• _Bloc de texte_:
------

A moins de 35 ans, Pierre Poullain, co–fondateur de Valeur Tech, semble avoir déjà vécu plusieurs vies. Et pourtant il a fallu une demi–heure d’interview pour que ce passé affleure. Humble, plus porté à s’intéresser aux autres qu’à répondre aux questions qu’on lui pose, le jeune homme tire de ses expériences précédentes une forme de sagesse qui le protège de la crise actuelle.
Rapatrié d’Ukraine et confiné
Il était en Ukraine quand il a pris la mesure de la crise à venir : plus aucun vol pour la France. « Mais l’Ukraine est un pays en guerre avec la Russie et la population en a vu d’autres. Il y a là-bas une espèce de résilience, très forte. »
Lui-même ne s’est guère affolé. Après avoir envisagé un détour par la Roumanie pour rencontrer d’autres partenaires, Pierre a finalement choisi d’être rapatrié pour regagner la France, où débutait le confinement.

------

Enregistrements bruts:
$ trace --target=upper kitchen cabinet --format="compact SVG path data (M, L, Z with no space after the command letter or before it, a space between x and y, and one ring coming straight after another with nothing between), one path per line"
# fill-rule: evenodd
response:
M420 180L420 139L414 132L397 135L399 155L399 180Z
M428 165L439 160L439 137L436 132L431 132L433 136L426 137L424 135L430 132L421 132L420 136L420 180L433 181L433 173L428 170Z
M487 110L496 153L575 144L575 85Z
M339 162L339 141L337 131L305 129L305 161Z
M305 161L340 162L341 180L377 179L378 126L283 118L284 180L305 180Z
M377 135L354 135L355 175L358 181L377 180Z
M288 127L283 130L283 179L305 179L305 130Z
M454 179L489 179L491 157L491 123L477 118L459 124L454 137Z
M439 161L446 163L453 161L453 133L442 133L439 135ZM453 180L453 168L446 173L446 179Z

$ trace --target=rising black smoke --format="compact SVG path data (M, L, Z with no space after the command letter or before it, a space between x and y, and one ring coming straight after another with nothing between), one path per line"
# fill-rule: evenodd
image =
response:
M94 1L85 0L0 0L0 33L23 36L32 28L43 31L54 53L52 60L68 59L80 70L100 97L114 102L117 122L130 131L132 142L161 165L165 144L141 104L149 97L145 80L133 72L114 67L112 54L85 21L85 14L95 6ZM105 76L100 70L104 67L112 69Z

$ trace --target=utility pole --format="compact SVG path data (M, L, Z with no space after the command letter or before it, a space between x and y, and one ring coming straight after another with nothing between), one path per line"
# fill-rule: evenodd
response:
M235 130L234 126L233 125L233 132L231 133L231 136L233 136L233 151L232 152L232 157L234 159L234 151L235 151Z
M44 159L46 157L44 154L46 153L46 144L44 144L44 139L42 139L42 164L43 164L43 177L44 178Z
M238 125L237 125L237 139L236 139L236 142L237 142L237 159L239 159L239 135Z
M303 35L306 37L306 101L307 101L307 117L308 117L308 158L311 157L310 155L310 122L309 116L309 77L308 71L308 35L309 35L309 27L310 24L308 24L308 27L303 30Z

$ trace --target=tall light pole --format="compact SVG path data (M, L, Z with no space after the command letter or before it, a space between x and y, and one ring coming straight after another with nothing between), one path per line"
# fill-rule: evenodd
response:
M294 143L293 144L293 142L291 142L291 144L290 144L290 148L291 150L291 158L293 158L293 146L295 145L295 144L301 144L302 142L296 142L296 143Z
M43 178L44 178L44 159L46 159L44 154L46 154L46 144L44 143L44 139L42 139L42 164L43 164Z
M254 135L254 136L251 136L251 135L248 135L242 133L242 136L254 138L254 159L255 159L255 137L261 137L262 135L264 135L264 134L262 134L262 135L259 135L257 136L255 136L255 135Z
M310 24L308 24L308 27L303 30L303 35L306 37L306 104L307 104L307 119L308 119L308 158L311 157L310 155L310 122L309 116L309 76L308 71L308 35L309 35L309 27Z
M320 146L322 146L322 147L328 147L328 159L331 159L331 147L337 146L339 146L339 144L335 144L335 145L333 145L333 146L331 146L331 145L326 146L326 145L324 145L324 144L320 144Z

------

D'après le portrait de Pierre Poullain, indiquez dans quel pays il se trouvait lorsqu'il a pris la mesure de la crise à venir.

• _Réponse rédigée_: Il se trouvait en Ukraine.